Exercise details: Transcribe each line of the records below exactly, excluding any embedded images.

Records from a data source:
-------------------------

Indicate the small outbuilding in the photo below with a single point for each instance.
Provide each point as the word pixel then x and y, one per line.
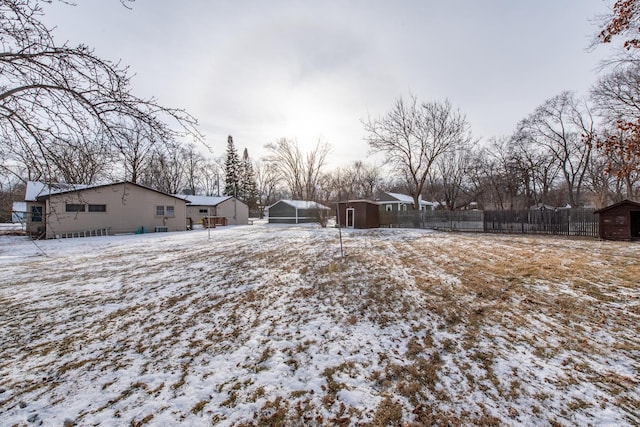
pixel 297 212
pixel 359 214
pixel 224 210
pixel 620 221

-------------------------

Task answer:
Indicate the small outbuilding in the photo below with a single point for each instance.
Provide each point as the word pixel then x and y, one per line.
pixel 297 212
pixel 359 214
pixel 224 210
pixel 620 221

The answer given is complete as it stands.